> Directions for this task
Which lines in the records below contain the string "grass"? Copy each of them, treating uppercase and lowercase as different.

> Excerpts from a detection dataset
########

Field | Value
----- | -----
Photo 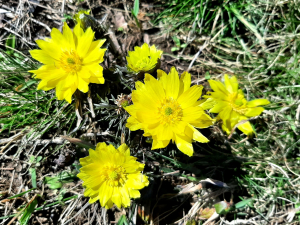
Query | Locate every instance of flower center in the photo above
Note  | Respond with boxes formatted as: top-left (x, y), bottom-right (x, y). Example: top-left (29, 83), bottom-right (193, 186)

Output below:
top-left (229, 93), bottom-right (247, 115)
top-left (165, 107), bottom-right (173, 116)
top-left (158, 98), bottom-right (183, 125)
top-left (121, 100), bottom-right (129, 108)
top-left (103, 165), bottom-right (127, 187)
top-left (59, 50), bottom-right (82, 74)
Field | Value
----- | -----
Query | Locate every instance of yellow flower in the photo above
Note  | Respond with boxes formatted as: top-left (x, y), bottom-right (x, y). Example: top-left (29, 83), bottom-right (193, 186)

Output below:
top-left (126, 43), bottom-right (163, 73)
top-left (201, 75), bottom-right (270, 136)
top-left (125, 67), bottom-right (213, 156)
top-left (29, 23), bottom-right (106, 103)
top-left (77, 142), bottom-right (149, 209)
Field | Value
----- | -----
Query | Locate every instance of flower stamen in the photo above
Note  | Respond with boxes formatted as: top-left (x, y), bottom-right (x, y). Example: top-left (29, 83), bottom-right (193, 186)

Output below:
top-left (58, 50), bottom-right (82, 74)
top-left (158, 98), bottom-right (182, 125)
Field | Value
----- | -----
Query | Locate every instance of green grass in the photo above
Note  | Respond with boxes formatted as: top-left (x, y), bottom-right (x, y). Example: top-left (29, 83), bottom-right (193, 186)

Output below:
top-left (155, 0), bottom-right (300, 223)
top-left (0, 0), bottom-right (300, 224)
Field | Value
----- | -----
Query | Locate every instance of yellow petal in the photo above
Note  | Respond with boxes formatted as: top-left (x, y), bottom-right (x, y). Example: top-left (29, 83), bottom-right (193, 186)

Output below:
top-left (209, 101), bottom-right (228, 113)
top-left (129, 189), bottom-right (141, 198)
top-left (190, 113), bottom-right (215, 128)
top-left (78, 76), bottom-right (89, 93)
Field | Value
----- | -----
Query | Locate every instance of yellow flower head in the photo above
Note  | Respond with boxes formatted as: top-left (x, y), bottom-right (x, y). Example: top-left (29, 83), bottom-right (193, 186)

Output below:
top-left (126, 43), bottom-right (163, 73)
top-left (73, 10), bottom-right (90, 29)
top-left (29, 23), bottom-right (106, 103)
top-left (77, 142), bottom-right (149, 209)
top-left (125, 67), bottom-right (213, 156)
top-left (201, 74), bottom-right (270, 136)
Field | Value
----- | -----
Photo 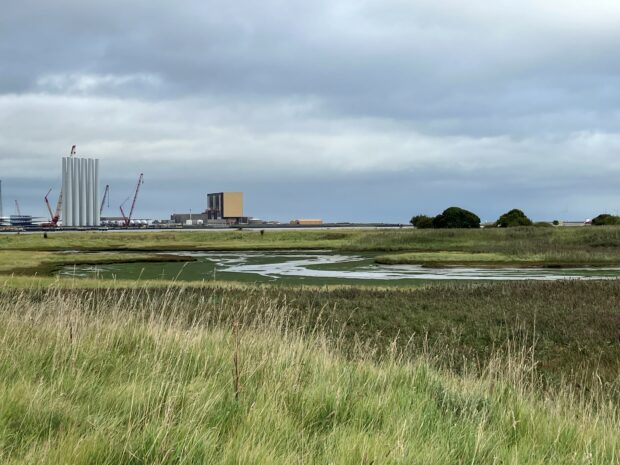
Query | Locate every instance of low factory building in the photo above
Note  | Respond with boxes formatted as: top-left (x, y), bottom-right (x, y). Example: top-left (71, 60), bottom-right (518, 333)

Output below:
top-left (291, 219), bottom-right (323, 226)
top-left (170, 192), bottom-right (248, 226)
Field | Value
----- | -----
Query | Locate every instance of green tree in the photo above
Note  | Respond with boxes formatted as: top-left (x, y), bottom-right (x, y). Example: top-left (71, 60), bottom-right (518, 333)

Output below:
top-left (433, 207), bottom-right (480, 229)
top-left (410, 215), bottom-right (433, 229)
top-left (495, 208), bottom-right (532, 228)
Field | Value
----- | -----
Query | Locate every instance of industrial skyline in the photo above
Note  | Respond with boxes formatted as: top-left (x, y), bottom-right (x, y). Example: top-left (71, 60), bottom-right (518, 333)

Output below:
top-left (0, 0), bottom-right (620, 222)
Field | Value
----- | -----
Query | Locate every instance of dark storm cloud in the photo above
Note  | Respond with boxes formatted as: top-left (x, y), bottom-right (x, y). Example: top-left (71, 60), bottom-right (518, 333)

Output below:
top-left (0, 0), bottom-right (620, 221)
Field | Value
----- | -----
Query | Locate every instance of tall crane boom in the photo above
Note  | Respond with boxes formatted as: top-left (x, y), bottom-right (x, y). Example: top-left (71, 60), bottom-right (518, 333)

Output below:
top-left (99, 184), bottom-right (110, 216)
top-left (120, 173), bottom-right (144, 227)
top-left (45, 189), bottom-right (54, 223)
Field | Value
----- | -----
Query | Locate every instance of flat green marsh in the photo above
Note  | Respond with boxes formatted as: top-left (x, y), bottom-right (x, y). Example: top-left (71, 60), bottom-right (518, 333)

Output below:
top-left (0, 288), bottom-right (620, 465)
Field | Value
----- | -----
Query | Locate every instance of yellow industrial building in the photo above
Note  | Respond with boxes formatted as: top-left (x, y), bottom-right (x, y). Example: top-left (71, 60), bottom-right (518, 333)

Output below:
top-left (205, 192), bottom-right (247, 223)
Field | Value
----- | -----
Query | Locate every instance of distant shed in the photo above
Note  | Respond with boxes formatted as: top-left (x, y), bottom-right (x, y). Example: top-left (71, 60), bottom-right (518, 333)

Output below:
top-left (291, 219), bottom-right (323, 225)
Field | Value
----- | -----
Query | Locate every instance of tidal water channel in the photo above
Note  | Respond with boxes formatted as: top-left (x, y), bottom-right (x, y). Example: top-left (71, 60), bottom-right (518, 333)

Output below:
top-left (59, 251), bottom-right (620, 285)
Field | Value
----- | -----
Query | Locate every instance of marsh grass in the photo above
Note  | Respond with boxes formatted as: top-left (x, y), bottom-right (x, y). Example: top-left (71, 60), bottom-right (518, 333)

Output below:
top-left (0, 287), bottom-right (620, 465)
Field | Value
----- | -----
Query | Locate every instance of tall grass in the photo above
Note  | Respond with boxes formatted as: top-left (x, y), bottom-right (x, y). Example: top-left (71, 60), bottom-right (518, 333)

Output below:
top-left (0, 288), bottom-right (620, 464)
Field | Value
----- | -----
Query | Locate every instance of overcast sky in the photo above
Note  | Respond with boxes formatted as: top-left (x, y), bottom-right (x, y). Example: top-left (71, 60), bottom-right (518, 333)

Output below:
top-left (0, 0), bottom-right (620, 222)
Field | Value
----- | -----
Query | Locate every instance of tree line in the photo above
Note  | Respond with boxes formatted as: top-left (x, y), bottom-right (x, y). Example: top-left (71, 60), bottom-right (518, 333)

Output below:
top-left (410, 207), bottom-right (620, 229)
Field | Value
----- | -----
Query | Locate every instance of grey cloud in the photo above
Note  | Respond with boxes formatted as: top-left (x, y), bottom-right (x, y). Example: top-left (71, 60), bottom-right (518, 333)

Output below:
top-left (0, 0), bottom-right (620, 220)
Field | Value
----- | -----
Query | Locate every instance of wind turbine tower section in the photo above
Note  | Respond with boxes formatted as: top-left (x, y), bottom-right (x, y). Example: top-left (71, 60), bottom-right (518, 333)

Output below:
top-left (62, 157), bottom-right (101, 227)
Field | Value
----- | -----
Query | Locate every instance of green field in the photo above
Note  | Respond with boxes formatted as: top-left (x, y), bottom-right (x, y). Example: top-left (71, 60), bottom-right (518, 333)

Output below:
top-left (0, 228), bottom-right (620, 465)
top-left (0, 288), bottom-right (620, 464)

########

> Solution to this task
Query | Locate every instance of green grass in the photo above
Query | Locate every instance of marsh grass in the photo above
Query | Locate every instance of tall grass in the photo above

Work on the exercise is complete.